> [What to do]:
Reproduce the records below in their entirety, character for character.

> [Records provided]:

▬▬▬

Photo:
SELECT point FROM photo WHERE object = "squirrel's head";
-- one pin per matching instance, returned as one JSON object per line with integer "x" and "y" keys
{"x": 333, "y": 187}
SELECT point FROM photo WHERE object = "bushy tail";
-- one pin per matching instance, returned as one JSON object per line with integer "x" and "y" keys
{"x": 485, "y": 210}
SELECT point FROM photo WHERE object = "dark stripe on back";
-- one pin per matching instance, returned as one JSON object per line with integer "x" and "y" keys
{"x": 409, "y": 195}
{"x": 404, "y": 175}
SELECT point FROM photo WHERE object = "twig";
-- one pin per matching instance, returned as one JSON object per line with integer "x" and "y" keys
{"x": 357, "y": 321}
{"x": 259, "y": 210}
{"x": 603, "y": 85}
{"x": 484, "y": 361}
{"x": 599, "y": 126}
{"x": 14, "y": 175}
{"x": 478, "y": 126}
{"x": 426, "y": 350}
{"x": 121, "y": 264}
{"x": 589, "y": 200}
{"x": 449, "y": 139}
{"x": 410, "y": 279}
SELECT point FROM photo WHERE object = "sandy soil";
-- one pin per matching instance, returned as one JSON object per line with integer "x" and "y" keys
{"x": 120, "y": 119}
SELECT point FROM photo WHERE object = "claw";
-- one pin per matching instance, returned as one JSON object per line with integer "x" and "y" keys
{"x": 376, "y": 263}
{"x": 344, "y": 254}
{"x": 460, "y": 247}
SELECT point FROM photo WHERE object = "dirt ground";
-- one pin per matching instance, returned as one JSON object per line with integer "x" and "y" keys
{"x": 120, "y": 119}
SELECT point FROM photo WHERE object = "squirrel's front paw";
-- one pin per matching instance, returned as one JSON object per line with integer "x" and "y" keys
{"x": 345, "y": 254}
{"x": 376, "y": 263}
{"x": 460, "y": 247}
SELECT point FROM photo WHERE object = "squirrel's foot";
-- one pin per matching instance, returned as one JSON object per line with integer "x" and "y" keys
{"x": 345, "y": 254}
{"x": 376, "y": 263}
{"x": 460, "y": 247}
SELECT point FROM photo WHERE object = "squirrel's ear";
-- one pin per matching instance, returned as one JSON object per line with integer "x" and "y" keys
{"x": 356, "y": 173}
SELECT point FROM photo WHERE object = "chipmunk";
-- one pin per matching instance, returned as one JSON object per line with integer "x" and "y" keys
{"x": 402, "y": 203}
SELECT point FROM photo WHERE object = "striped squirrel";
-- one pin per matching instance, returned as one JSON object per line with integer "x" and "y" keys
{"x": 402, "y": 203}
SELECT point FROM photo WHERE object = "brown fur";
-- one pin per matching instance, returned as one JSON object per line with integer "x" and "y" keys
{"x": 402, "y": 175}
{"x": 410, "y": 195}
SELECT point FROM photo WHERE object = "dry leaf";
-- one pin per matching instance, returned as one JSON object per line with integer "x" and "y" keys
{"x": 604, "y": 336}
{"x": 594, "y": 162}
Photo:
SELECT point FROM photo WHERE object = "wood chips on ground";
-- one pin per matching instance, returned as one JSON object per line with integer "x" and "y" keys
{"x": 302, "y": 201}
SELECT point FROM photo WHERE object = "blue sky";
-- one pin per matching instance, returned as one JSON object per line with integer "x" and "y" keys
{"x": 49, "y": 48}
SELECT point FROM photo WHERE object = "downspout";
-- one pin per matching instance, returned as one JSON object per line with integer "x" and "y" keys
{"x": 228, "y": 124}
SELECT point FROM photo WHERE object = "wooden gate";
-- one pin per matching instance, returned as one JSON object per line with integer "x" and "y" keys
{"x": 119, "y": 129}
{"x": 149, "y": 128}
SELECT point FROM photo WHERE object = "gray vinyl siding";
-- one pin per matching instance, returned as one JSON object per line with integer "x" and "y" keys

▬▬▬

> [Result]:
Photo:
SELECT point FROM photo WHERE object = "squirrel's head";
-- one pin per matching instance, returned as one JSON object per line with integer "x" and "y" keys
{"x": 333, "y": 187}
SELECT point FROM photo WHERE object = "bushy tail";
-- one pin per matching instance, returned as one JSON object per line with integer "x" and "y" keys
{"x": 485, "y": 210}
SELECT point FROM photo WHERE object = "dark stripe on back";
-- one pin per matching instance, returned as one JSON object per line with integer "x" and "y" keys
{"x": 409, "y": 195}
{"x": 404, "y": 175}
SELECT point FROM photo WHERE object = "twig";
-- one pin per matching instance, returned as one JSON object per line with integer "x" and "y" keys
{"x": 357, "y": 321}
{"x": 259, "y": 210}
{"x": 603, "y": 85}
{"x": 484, "y": 361}
{"x": 599, "y": 126}
{"x": 14, "y": 175}
{"x": 478, "y": 126}
{"x": 426, "y": 350}
{"x": 121, "y": 264}
{"x": 589, "y": 200}
{"x": 449, "y": 139}
{"x": 410, "y": 279}
SELECT point FROM photo WHERE object = "sandy soil";
-- one pin per matching instance, returned as one JSON object per line with integer "x" and "y" keys
{"x": 120, "y": 119}
SELECT point FROM photo WHERE object = "claw";
-- one pin per matching instance, returned as one JSON object per line with integer "x" and "y" keys
{"x": 376, "y": 263}
{"x": 344, "y": 254}
{"x": 460, "y": 247}
SELECT point FROM photo WHERE object = "dirt ground";
-- one pin per matching instance, returned as one JSON object per line with integer "x" and "y" keys
{"x": 120, "y": 119}
SELECT point FROM photo WHERE object = "squirrel's front paw";
-- one pin per matching instance, returned as one JSON object per line with integer "x" and "y" keys
{"x": 345, "y": 254}
{"x": 376, "y": 263}
{"x": 460, "y": 247}
SELECT point FROM photo WHERE object = "squirrel's foot";
-- one pin per matching instance, returned as one JSON object per line with integer "x" and "y" keys
{"x": 345, "y": 254}
{"x": 376, "y": 263}
{"x": 460, "y": 247}
SELECT point FROM photo WHERE object = "squirrel's ear";
-- one pin per matching instance, returned as one JSON object per line with integer "x" and "y" keys
{"x": 356, "y": 173}
SELECT point FROM photo WHERE object = "chipmunk";
-- one pin per matching instance, returned as one JSON object per line with integer "x" and "y" keys
{"x": 402, "y": 203}
SELECT point FROM photo WHERE object = "striped squirrel";
-- one pin per matching instance, returned as one JSON object per line with integer "x" and "y" keys
{"x": 402, "y": 203}
SELECT point FROM photo WHERE object = "brown fur";
-- one pin per matching instance, returned as one JSON object per line with integer "x" and "y" keys
{"x": 402, "y": 175}
{"x": 410, "y": 195}
SELECT point FROM photo WHERE object = "dry leaf";
-- one pin per matching instance, returned as one JSON object per line with integer "x" and "y" keys
{"x": 604, "y": 336}
{"x": 594, "y": 162}
Photo:
SELECT point FROM photo WHERE object = "wood chips on ground";
-- one pin per matching instance, returned as one JSON object per line with integer "x" and "y" keys
{"x": 302, "y": 201}
SELECT point FROM photo WHERE object = "blue sky";
-- one pin per matching instance, returned as one JSON object per line with integer "x" and "y" keys
{"x": 49, "y": 48}
SELECT point FROM photo WHERE object = "downspout";
-- one pin per matching instance, returned as one JSON object per line with integer "x" and "y" keys
{"x": 228, "y": 124}
SELECT point FROM photo WHERE object = "wooden gate";
-- one pin per matching instance, returned as one JSON object per line with integer "x" and "y" keys
{"x": 119, "y": 129}
{"x": 149, "y": 128}
SELECT point FROM photo WHERE object = "gray vinyl siding";
-- one pin per matching instance, returned as one JSON object per line with integer "x" and "y" keys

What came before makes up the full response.